> Reading passage:

┌────────

Rackham's artworks were widely exhibited during the first wave of internet art (1995–2003) being included in seminal exhibitions like Art Entertainment Network, Beyond Interface, ISEA, European Media Art Festival, transmediale, Perspecta99, Biennale de Montreal 2000, and Biennial of Buenos Aires 2002.

She is founder and producer the online media arts forum, –empyre–, from 2002 as part of her doctoral thesis on Art and Identity in Virtual Reality Environments.[4] -empyre- featured in events at NTT InterCommunication Center Tokyo, and documenta in the Documenta 12 magazines project (2006).[5]

Building "empyrean" – one of Australia's first multi-user virtual reality environments, Rackham explored the conception of electronically mediated environments as "soft skinned space", and encouraged users' to explore their relationship with their avatars.[6]

Two of Rackham's internet artworks are included[citation needed] in N. Katherine Hayle's Electronic Literature: New Horizons for the Literary[7] – a book designed to help electronic literature move into the classroom along with the CD "The Electronic Literature Collection, Volume 1".

└────────

> Supplied records:
┌────────

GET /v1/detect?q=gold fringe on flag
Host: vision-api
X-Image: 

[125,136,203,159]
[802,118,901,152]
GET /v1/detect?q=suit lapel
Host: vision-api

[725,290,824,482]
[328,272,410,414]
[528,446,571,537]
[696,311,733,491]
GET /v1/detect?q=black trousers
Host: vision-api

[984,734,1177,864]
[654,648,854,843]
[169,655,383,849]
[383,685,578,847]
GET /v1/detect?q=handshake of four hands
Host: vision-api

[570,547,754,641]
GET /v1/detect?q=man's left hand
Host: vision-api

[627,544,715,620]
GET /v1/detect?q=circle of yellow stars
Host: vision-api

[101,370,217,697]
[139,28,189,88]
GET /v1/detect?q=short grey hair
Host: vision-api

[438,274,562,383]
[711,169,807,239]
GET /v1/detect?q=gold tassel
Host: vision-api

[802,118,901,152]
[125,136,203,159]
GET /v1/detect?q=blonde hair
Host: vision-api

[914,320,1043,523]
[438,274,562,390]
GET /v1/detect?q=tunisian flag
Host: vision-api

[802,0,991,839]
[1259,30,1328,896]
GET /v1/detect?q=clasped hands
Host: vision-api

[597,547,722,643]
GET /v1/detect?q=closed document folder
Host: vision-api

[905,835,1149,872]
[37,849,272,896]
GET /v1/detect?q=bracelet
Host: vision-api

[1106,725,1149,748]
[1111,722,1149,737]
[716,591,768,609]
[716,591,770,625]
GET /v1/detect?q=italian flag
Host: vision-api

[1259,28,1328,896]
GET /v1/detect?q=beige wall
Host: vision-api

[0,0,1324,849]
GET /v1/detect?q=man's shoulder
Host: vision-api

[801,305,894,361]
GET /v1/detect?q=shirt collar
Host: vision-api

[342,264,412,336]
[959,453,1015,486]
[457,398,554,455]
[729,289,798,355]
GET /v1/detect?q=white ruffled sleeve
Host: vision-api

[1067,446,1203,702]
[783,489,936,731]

└────────

> To-do list:
1. Answer from the passage on Rackham:
(a) Which years does the passage give for the first wave of internet art?
(b) In what year did the online media arts forum –empyre– begin?
(c) What phrase did Rackham use for electronically mediated environments while building "empyrean"?
2. Print the stretch of the passage on Rackham from "Rackham's artworks were" through "Buenos Aires 2002.".
Use only the passage on Rackham.

> Solution set:
1.
(a) 1995–2003
(b) 2002
(c) "soft skinned space"

2.
Rackham's artworks were widely exhibited during the first wave of internet art (1995–2003) being included in seminal exhibitions like Art Entertainment Network, Beyond Interface, ISEA, European Media Art Festival, transmediale, Perspecta99, Biennale de Montreal 2000, and Biennial of Buenos Aires 2002.